### TEXT UNDER STUDY:
┌──
Members of a burial team wearing protective suits bury an Ebola victim at King Tom Cemetery, which is bitterly resented by residents of the adjoining slum, called Kolleh Town by its residents, in Freetown, Sierra Leone, Sept. 21, 2014. On Sunday, the government was wrapping up an ambitious national lockdown in an attempt to fight the epidemic, having ordered Sierra Leone’s citizens to stay home for three days to receive warnings about Ebola, and soap from volunteers. (Samuel Aranda/The New York Times)Photograph by Samuel Aranda — The New York Times

This post is in partnership with Time. The article below was originally published at Time.com.

By Alexandra Sifferlin

If Ebola conditions continue without a scaled-up effort, the CDC estimates that cases of Ebola in West Africa will double every 20 days — and in an absolute worst-case scenario without any intervention, numbers could reach 1.4 million by Jan. 20.

Using a new Ebola Response prediction tool, the CDC has published results that show that if current trends continue unimpeded, Liberia and Sierra Leone will have approximately 8,000 total Ebola cases, or 21,000 if the tool accounts for underreporting, by Sept. 20. Liberia will account for about 6,000 of those cases.

The numbers are frighteningly high, but it should be noted that it’s a prediction of a hypothetical situation in which absolutely no intervention were to happen. That won’t be the case if many countries and the UN keep their promises. The model also shows that a big response could turn the outbreak around. In another hypothetical situation, the outbreak could ease up and eventually end if 70% of people with Ebola are placed in medical care facilities, Ebola treatment units, or somewhere where transmission could be contained.

“The model shows that a surge now can break the back of the epidemic,” said Dr. Tom Frieden, director of the CDC, in a press conference. “The importance of implementing effective programs rapidly cant be over-emphasized. The cautionary finding of the modeling is the enormous cost of delay.”
└──
### ENTRIES SUPPLIED:
┌──
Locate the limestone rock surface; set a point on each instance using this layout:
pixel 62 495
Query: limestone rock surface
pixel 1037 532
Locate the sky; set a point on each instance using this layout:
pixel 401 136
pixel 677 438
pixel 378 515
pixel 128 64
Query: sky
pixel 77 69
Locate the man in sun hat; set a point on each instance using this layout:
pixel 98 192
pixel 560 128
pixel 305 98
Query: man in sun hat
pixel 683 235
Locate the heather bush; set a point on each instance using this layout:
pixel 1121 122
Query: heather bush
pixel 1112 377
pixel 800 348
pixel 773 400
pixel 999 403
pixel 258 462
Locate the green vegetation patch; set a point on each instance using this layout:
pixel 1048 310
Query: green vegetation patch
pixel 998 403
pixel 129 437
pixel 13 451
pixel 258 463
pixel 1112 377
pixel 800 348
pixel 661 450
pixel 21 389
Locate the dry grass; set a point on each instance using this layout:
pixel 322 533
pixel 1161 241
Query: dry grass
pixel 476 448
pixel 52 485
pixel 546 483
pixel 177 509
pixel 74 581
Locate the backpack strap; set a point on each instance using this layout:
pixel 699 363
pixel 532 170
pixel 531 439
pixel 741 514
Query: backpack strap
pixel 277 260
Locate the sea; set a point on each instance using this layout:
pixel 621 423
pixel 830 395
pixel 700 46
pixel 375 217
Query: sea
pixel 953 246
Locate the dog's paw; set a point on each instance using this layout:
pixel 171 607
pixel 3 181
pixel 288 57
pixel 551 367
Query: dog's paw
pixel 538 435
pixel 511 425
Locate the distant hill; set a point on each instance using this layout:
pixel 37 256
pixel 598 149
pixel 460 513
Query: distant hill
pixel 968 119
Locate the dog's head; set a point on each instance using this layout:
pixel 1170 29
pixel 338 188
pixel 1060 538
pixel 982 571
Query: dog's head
└──
### EXERCISE BRIEF:
In the Ebola projection article, what share of people with Ebola would need to be placed in care facilities or other settings where transmission could be contained for the outbreak to ease and eventually end?

### PROBLEM SOLUTION:
70%